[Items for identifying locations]
-- BEGIN --
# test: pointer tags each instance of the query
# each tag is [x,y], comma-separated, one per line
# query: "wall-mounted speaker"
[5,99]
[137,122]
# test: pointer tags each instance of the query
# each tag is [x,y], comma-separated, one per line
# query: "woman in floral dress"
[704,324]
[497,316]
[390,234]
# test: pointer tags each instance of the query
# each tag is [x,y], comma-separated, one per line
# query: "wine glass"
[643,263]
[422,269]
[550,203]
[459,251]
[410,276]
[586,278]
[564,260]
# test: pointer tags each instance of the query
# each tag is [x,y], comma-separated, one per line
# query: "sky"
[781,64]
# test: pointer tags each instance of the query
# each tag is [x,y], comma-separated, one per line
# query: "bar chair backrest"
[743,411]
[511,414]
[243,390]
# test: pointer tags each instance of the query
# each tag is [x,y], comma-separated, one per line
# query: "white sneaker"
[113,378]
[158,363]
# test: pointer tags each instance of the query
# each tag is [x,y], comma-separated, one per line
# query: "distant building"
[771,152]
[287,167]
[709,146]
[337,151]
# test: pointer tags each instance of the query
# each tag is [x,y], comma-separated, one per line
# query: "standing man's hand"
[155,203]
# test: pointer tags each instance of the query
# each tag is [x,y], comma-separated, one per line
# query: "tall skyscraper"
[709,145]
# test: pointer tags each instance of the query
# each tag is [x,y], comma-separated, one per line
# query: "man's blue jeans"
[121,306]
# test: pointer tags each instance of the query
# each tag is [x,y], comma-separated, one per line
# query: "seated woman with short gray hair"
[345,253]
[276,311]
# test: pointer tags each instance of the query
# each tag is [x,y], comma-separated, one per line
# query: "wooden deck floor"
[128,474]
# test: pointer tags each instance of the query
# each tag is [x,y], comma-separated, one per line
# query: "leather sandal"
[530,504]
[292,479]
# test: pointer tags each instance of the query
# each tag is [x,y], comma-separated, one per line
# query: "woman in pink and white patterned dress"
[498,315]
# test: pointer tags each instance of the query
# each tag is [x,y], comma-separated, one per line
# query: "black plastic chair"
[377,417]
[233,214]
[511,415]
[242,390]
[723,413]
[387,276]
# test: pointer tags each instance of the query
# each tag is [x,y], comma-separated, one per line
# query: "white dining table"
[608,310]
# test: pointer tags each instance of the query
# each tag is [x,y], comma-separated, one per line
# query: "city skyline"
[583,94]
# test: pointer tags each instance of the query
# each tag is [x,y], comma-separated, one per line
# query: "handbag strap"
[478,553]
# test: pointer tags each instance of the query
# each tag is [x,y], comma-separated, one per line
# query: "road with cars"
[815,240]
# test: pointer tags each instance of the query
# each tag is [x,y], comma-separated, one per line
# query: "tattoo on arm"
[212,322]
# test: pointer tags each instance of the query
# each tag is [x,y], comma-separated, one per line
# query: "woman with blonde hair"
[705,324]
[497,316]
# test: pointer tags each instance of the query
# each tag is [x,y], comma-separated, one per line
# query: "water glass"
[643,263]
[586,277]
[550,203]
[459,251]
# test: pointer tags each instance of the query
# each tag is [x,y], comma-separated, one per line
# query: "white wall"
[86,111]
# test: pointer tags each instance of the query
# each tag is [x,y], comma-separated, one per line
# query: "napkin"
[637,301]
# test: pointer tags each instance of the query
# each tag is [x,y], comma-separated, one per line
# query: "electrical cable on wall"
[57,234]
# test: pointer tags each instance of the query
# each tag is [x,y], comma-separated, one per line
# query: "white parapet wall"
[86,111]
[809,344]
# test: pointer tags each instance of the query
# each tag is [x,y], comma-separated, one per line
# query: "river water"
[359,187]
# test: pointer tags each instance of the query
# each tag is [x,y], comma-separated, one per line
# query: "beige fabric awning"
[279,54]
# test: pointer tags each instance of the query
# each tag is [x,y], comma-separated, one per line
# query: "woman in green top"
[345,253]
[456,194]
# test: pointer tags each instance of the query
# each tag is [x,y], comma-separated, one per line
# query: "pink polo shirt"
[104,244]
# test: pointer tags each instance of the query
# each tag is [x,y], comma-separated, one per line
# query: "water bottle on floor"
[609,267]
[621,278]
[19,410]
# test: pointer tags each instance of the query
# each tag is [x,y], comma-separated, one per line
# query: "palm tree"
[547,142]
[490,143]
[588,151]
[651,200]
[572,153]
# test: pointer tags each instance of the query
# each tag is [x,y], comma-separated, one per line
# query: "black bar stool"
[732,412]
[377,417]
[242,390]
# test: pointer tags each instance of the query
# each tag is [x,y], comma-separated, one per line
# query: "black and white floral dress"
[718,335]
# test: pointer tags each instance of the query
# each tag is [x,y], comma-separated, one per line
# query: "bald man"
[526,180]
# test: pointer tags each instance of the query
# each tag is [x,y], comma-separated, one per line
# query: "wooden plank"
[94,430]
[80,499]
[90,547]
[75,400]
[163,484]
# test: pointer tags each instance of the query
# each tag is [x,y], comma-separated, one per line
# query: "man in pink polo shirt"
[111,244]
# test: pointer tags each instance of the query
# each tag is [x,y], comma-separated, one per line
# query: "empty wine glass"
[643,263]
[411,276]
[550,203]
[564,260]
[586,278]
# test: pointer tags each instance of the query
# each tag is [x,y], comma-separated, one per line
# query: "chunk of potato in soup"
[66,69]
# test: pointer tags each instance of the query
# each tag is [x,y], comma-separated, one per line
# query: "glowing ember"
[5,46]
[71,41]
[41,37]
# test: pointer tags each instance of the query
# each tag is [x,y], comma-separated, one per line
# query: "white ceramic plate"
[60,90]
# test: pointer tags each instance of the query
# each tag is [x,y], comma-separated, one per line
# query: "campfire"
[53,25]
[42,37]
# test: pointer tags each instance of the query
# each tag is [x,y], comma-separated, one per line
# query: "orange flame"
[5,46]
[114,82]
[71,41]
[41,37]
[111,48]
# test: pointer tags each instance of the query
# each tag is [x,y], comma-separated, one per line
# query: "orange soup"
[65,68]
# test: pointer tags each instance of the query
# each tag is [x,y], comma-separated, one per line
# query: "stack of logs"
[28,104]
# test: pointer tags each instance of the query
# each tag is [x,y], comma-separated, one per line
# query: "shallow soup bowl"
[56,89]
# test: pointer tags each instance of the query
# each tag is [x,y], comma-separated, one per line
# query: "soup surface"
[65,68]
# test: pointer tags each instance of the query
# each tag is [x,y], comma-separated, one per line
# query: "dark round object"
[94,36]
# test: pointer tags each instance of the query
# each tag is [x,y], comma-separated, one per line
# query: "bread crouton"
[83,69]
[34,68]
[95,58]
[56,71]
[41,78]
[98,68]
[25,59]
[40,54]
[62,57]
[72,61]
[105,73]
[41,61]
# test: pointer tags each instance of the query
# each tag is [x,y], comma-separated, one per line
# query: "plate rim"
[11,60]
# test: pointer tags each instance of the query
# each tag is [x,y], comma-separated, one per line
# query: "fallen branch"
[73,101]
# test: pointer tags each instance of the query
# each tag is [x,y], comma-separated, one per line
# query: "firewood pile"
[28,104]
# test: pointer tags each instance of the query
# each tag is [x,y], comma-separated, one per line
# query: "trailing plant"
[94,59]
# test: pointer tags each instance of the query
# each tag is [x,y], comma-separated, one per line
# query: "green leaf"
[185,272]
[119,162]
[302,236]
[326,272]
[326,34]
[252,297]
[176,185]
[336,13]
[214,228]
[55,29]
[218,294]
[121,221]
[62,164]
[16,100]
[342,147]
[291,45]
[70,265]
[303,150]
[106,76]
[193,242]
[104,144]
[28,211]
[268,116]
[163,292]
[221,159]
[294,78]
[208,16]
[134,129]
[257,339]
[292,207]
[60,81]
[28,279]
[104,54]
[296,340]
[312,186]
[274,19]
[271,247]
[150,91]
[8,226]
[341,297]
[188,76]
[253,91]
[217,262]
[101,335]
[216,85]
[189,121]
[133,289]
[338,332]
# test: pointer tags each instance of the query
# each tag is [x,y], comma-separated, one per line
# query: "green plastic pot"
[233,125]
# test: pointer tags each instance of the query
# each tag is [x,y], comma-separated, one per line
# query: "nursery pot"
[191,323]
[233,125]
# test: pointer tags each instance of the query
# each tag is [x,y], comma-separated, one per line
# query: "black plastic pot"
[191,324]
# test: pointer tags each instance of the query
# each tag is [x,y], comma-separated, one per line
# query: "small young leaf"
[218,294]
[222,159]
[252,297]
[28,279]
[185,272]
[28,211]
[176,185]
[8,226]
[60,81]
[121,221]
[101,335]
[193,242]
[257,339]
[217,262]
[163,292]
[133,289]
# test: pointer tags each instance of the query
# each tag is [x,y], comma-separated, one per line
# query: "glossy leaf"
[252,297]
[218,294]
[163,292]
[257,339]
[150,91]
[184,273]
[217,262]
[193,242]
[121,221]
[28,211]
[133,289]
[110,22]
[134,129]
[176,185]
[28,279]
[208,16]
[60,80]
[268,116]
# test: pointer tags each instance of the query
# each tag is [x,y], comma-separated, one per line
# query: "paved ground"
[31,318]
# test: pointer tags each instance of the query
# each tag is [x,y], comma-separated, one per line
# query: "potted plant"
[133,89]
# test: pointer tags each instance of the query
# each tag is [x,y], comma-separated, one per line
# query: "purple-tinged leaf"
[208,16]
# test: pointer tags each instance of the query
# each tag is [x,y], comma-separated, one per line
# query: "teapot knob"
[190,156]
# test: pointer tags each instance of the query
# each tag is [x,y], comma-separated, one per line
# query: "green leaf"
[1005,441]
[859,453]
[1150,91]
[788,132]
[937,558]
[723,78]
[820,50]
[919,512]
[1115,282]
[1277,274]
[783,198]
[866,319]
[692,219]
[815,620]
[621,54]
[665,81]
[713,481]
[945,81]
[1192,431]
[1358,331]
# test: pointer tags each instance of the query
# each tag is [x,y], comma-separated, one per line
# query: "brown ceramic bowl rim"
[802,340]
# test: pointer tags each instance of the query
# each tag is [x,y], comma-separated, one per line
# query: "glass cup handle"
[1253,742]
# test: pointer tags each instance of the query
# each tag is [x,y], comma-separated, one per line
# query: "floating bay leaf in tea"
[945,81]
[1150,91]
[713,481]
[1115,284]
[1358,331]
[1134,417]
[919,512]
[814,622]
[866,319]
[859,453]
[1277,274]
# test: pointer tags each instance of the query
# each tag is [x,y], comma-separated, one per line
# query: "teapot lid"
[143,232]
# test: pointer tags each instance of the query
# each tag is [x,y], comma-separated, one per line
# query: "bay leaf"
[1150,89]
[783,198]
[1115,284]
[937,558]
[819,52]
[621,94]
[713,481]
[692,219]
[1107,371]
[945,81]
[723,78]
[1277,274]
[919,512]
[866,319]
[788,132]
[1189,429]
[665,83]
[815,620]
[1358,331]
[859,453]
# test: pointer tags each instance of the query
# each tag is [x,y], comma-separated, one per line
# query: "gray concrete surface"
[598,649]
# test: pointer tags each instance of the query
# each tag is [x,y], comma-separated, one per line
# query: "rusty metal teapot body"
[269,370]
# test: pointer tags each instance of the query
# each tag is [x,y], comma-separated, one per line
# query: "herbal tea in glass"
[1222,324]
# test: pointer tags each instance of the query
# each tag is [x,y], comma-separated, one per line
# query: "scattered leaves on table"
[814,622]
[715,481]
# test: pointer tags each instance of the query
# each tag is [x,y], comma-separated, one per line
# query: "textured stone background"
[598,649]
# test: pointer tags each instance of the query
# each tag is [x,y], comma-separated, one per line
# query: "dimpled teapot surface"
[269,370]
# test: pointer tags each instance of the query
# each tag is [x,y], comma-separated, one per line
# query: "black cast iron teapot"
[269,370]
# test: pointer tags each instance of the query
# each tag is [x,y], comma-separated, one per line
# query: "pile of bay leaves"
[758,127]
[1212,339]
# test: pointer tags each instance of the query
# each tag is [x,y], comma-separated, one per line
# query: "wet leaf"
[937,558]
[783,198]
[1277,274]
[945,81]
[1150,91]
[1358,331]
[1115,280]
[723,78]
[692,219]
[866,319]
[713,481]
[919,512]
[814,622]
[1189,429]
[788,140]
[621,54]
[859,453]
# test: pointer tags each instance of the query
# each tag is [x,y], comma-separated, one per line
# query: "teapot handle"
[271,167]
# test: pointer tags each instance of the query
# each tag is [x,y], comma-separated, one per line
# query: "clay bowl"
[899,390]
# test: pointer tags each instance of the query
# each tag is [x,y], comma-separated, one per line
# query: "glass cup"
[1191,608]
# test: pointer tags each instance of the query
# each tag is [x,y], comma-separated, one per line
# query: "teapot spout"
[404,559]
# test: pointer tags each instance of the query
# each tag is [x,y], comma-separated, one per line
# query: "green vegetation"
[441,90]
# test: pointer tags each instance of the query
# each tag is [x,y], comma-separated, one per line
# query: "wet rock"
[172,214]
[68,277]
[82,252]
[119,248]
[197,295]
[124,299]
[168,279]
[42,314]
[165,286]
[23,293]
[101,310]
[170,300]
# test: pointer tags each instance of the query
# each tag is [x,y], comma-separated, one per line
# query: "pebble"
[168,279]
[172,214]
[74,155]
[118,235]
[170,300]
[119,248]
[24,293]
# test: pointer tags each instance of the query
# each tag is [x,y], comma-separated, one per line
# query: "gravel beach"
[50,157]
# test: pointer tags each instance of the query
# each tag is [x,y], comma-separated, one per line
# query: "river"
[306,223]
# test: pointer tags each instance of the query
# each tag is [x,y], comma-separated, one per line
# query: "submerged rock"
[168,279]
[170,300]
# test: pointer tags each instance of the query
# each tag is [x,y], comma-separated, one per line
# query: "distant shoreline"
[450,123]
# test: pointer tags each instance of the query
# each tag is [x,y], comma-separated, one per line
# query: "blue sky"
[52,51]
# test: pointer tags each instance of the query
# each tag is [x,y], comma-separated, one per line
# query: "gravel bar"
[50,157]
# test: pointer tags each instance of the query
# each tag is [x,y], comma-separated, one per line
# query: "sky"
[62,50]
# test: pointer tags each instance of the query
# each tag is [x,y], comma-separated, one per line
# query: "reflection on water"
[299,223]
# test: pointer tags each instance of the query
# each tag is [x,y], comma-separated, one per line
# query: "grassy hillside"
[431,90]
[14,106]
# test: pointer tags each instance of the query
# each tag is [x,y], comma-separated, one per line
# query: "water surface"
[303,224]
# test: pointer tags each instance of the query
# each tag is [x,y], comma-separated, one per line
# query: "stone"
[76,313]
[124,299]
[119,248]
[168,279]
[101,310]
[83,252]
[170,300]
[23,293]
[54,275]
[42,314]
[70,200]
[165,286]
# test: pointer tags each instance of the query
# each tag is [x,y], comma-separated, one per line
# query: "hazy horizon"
-- END --
Challenge: Which lines in the material above contain the string "orange"? Return each of them, treating uppercase and lowercase as different.

Correct response:
# query: "orange flame"
# query: "orange soup"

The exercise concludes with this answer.